## Prompt:
Without omitting anything, copy the data exactly.

[[ Exercise data open ]]

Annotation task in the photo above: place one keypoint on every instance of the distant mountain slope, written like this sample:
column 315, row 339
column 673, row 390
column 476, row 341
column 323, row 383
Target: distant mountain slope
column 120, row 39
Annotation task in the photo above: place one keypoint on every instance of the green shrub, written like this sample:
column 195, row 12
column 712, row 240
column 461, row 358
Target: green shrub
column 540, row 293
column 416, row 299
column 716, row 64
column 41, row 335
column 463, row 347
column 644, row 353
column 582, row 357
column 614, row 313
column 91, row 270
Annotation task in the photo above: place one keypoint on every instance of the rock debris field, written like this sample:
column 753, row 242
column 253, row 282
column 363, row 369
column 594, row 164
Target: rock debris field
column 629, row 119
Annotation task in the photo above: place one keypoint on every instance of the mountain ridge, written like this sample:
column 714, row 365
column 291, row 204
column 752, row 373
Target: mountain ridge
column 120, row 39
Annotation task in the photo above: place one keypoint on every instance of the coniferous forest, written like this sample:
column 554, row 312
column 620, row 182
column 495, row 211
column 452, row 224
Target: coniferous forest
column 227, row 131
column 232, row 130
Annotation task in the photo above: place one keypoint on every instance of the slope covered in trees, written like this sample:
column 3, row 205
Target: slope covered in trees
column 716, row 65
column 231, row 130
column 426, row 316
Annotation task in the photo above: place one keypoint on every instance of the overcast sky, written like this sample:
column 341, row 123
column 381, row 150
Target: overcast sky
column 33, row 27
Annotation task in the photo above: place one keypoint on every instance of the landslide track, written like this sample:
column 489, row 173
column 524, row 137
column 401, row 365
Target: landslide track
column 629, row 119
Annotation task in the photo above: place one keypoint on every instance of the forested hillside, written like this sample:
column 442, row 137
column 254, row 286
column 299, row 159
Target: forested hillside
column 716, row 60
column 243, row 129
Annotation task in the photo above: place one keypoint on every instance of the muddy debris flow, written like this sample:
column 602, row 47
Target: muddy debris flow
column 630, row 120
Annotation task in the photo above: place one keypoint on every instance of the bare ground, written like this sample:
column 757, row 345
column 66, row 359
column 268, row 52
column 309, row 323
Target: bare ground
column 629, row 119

[[ Exercise data closed ]]

## Answer:
Annotation task in the photo above: place one keypoint on every instance of the distant mountain slope, written like this sample:
column 315, row 339
column 673, row 390
column 476, row 341
column 323, row 383
Target: distant mountain slope
column 120, row 39
Annotation task in the photo above: place one keypoint on every instance of the green shrub, written like this sample:
column 195, row 12
column 712, row 240
column 461, row 358
Target: green shrub
column 540, row 293
column 416, row 299
column 716, row 64
column 41, row 335
column 463, row 347
column 644, row 353
column 582, row 357
column 614, row 313
column 91, row 270
Annotation task in the photo above: place one keypoint on every instance of the rock debris field, written like this sample:
column 753, row 242
column 253, row 282
column 363, row 369
column 594, row 164
Target: rock debris field
column 629, row 119
Annotation task in the photo above: place one keypoint on every instance of the mountain ridge, written like this sample:
column 714, row 365
column 291, row 204
column 752, row 373
Target: mountain ridge
column 120, row 39
Annotation task in the photo above: place one keypoint on every instance of the coniferous forest, written like this sample:
column 554, row 312
column 620, row 182
column 495, row 211
column 452, row 224
Target: coniferous forest
column 227, row 131
column 232, row 130
Annotation task in the photo above: place one keypoint on every instance of the slope covered in trees, written like this sample:
column 3, row 205
Target: slope covered in trees
column 716, row 65
column 231, row 130
column 426, row 316
Annotation task in the photo above: place one keypoint on every instance of the overcast sky, written like this sample:
column 341, row 123
column 381, row 150
Target: overcast sky
column 33, row 27
Annotation task in the photo above: place one keypoint on every instance of the landslide track, written like this sample:
column 489, row 173
column 524, row 137
column 401, row 365
Target: landslide track
column 629, row 119
Annotation task in the photo above: place one keypoint on every instance of the forested hillside, written like this sample:
column 442, row 137
column 254, row 286
column 299, row 159
Target: forested hillside
column 716, row 60
column 243, row 129
Annotation task in the photo above: place one keypoint on every instance of the muddy debris flow, written like this sample:
column 602, row 47
Target: muddy debris flow
column 630, row 120
Annotation task in the photo above: place one keypoint on every instance of the bare ground, written like this sample:
column 757, row 345
column 66, row 359
column 268, row 52
column 309, row 323
Target: bare ground
column 629, row 119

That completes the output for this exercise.